How many lines in the material below contain the string "reflection"? Matching is case-sensitive; reply with the number only.

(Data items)
** Begin **

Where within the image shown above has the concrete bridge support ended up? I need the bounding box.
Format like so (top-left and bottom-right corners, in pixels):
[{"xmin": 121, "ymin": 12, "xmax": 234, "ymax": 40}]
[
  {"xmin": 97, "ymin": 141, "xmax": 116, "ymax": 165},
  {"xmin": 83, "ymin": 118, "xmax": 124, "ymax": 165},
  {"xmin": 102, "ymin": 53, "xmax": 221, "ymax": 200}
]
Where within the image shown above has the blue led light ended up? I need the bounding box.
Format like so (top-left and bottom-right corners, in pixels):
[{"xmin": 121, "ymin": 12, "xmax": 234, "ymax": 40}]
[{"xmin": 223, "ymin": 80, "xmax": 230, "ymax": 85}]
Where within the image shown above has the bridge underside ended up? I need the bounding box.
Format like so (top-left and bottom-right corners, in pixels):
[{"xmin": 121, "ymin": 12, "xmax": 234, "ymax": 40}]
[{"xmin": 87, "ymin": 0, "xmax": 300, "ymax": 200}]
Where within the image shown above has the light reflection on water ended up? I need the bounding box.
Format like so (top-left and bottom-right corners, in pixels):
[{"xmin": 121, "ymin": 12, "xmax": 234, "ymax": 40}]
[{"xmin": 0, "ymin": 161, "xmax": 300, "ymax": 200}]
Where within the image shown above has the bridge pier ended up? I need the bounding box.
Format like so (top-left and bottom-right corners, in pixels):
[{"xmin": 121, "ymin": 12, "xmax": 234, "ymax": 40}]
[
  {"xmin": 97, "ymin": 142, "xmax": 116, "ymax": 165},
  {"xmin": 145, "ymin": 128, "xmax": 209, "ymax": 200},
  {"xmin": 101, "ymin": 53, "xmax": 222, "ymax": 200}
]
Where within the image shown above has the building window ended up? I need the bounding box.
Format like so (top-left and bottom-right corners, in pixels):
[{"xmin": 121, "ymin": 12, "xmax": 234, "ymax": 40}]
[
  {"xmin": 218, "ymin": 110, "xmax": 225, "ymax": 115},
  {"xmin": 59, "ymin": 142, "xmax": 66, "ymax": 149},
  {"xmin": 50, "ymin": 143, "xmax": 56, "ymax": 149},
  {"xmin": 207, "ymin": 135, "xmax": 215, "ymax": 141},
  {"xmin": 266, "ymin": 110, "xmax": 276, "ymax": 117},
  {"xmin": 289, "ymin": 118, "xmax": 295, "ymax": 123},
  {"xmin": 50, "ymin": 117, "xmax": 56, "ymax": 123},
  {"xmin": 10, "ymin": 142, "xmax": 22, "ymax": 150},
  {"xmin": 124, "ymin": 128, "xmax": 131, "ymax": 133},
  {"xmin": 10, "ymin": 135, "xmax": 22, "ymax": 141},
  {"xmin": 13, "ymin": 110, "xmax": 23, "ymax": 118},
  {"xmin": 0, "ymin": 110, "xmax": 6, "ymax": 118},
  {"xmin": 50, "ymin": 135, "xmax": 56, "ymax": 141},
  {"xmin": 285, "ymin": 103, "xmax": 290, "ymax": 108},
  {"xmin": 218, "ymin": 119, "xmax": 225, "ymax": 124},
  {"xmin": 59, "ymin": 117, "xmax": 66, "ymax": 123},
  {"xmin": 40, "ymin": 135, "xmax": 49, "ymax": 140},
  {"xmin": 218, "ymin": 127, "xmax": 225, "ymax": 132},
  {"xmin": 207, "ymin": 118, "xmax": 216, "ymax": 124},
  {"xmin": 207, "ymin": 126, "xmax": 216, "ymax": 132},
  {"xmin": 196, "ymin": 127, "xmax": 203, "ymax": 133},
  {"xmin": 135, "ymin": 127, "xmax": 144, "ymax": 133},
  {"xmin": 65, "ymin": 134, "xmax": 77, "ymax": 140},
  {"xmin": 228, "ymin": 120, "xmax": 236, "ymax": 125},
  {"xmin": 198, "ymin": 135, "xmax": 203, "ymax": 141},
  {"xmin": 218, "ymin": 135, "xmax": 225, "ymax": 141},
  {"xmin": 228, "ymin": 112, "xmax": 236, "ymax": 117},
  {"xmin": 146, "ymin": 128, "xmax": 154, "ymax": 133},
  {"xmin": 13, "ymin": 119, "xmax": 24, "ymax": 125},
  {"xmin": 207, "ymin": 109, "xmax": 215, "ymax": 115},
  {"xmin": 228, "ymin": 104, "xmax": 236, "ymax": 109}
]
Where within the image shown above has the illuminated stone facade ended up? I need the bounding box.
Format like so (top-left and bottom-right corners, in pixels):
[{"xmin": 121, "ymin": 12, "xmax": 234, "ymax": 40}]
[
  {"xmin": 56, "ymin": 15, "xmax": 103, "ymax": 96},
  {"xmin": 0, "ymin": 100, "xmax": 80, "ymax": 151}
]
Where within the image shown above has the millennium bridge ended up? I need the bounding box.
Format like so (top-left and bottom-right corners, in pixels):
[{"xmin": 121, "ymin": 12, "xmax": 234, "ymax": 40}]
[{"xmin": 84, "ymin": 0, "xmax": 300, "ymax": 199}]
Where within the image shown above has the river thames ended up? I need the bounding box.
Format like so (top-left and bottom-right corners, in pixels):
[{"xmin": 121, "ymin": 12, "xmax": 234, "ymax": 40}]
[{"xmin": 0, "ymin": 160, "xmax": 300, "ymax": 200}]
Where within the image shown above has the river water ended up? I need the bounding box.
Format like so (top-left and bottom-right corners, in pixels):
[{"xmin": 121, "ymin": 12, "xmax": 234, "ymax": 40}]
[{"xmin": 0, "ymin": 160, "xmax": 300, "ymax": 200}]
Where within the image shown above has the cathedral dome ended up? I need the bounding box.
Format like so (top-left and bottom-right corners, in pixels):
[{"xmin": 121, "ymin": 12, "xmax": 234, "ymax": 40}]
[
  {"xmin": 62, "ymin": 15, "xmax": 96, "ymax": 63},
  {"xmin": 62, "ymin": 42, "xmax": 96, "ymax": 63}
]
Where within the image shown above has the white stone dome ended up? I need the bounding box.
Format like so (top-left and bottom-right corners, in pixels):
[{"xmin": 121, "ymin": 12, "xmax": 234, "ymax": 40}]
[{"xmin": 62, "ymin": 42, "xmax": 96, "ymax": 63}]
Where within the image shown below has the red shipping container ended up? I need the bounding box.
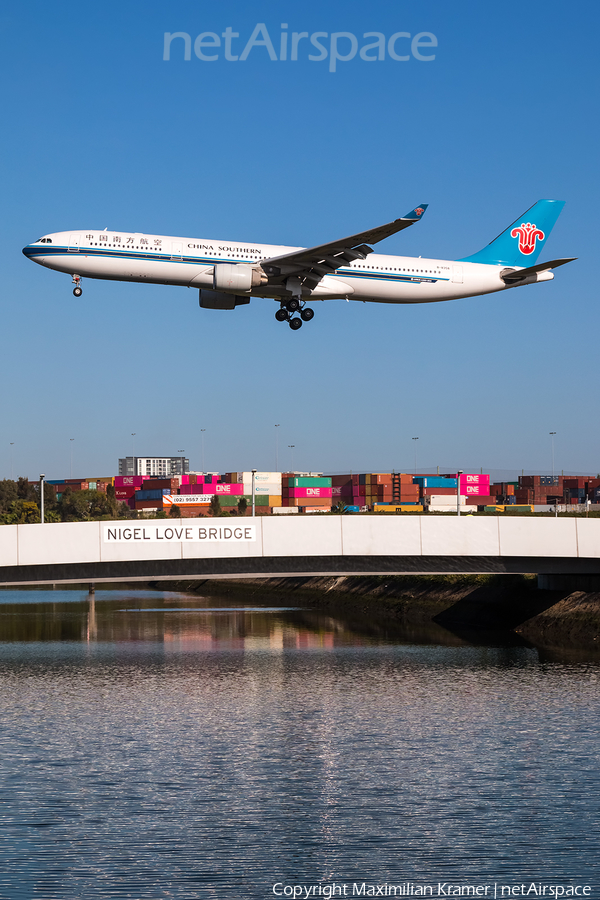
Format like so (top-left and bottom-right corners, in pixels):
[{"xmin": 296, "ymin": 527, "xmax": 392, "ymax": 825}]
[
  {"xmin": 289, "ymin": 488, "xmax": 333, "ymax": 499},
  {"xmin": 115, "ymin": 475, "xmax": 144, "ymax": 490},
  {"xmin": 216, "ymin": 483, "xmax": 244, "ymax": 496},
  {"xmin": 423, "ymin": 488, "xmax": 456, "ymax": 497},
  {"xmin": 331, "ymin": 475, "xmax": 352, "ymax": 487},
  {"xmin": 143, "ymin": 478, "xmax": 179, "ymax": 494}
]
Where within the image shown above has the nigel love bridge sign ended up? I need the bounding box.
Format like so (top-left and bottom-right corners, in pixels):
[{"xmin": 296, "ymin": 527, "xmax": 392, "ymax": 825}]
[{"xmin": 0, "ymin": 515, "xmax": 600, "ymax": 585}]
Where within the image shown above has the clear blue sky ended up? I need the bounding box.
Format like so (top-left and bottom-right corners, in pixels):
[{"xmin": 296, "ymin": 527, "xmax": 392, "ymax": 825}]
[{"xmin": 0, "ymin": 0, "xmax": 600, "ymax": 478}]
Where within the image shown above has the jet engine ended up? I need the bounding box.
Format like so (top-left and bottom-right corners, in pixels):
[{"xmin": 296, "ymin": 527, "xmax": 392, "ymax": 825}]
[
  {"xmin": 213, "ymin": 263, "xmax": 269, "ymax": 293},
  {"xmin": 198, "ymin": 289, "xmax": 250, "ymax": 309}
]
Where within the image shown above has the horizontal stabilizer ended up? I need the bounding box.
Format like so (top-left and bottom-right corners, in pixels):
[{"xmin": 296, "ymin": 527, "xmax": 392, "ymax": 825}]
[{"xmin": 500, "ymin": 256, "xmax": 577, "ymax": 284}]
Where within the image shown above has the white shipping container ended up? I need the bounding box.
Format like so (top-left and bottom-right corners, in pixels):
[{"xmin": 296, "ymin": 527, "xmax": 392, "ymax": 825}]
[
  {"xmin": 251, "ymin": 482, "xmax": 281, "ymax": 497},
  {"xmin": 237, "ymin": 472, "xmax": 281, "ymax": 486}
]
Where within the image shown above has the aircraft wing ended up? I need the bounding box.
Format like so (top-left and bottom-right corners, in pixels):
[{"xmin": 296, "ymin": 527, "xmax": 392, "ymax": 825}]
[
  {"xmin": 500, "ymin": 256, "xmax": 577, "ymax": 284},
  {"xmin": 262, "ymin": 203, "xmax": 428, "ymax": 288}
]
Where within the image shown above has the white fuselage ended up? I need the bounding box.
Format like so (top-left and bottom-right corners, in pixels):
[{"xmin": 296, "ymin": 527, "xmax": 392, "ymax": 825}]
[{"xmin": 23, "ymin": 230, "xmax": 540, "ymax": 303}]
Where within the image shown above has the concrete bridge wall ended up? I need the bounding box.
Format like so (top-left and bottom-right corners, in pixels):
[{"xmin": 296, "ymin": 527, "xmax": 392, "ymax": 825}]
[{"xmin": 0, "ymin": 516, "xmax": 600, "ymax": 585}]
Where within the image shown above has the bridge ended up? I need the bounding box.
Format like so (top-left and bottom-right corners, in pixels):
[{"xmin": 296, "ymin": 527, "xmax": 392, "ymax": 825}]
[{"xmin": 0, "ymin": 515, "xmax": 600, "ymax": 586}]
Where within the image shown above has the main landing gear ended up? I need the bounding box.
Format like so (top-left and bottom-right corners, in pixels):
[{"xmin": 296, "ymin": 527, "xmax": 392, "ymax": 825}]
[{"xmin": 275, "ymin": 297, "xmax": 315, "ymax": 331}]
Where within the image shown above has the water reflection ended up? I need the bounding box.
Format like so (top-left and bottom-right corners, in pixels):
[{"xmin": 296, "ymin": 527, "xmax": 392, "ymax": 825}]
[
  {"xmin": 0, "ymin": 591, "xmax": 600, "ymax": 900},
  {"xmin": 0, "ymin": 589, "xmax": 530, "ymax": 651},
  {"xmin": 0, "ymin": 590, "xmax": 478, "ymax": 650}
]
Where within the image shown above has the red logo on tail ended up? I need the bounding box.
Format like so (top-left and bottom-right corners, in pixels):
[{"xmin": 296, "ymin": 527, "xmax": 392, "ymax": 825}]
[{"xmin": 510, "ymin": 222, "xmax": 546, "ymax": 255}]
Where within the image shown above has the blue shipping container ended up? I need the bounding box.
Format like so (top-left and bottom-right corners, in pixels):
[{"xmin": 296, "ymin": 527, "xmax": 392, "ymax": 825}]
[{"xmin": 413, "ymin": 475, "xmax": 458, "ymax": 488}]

** End **

[Result]
2